> Consigne 1
D'après le texte sur l'histoire de l'ornement, quels animaux les hommes de Lascaux peignaient-ils sur les murs et les plafonds ?

· · · · ·

Rejeté par le mouvement moderne comme un signe de décadence, considéré par les classiques comme une lingua franca rassemblant les métiers de l’architecture et de la décoration, l’ornement fut au XXe siècle un sujet clivant. Un débat depuis dépassé par la post modernisme architectural et la décoration intérieure contemporaine, volontiers éclectique. Retour sur une notion vieille comme l’humanité…
Une histoire de l’ornement
Lascaux, une vingtaine de milliers d’années avant notre ère. Dans ce qui sera un jour considéré comme l’un des joyaux de l’art préhistorique, des hommes peignent sur les murs et les plafonds, multipliant les représentations d’animaux, aurochs, cerfs ou encore bisons et d’êtres humains. La limite entre art et ornement est ténue, et le sera souvent au cours des siècles, mais si l’on considère que la fonction de ces fresques est d’embellir un lieu, elles font partie des ancêtres de l’ornementation.
Au cours de l’antiquité, plusieurs langages ornementaux vont se nourrir les uns les autres, et développer suivant des modes variées, parfois naturalistes, parfois géométrique. Souvent religieux dans l’Egypte antique, avec la présence de scarabées ou d’œil d’Horus par exemple, les ornements vont se faire bientôt géométriques dans les temps les plus reculées de la Grèce antique, avec l’apparition de clés grecques formant des frises, et de nombreux autres détails que l’on peut retrouver jusqu’à aujourd’hui dans l’ornement occidental. Suivront bien entendu les palmettes, les oves, les rinceaux, les feuilles d’Acanthe et l’ensemble du répertoire classique grecque puis romain qui restera le mètre étalon de l’ornement pour les pays européens durant des siècles, et par bien des aspects jusqu’à aujourd’hui.

· · · · ·

> Consigne 2
Quelles lignes des enregistrements contiennent le mot « wooden » ? Extrayez-les toutes.

> Enregistrements
· · · · ·

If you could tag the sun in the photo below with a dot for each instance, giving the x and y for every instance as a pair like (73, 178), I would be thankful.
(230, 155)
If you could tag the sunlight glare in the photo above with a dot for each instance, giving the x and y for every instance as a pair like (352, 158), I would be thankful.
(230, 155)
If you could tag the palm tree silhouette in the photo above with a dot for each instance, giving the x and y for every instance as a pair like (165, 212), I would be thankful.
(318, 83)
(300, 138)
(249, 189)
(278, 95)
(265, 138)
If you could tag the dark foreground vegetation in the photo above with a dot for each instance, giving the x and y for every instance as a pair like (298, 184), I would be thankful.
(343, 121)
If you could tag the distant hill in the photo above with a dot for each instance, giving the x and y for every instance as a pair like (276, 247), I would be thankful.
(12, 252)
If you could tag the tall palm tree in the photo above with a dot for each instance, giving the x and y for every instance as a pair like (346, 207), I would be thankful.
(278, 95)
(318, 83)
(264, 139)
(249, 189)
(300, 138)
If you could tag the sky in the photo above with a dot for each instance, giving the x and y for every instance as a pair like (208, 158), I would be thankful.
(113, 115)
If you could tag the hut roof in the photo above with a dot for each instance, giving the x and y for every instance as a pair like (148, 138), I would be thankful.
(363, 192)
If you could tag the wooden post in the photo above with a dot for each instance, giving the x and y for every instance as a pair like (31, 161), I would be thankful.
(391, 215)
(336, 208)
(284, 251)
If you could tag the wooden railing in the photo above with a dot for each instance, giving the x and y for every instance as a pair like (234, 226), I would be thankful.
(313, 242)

· · · · ·

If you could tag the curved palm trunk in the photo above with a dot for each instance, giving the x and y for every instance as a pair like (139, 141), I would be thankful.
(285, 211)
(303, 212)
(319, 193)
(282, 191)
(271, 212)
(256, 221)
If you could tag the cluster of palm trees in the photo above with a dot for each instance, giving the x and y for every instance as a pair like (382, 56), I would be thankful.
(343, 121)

· · · · ·

> Réponse attendue 1
Des aurochs, des cerfs et des bisons.

> Réponse attendue 2
If you could tag the wooden post in the photo above with a dot for each instance, giving the x and y for every instance as a pair like (31, 161), I would be thankful.
If you could tag the wooden railing in the photo above with a dot for each instance, giving the x and y for every instance as a pair like (234, 226), I would be thankful.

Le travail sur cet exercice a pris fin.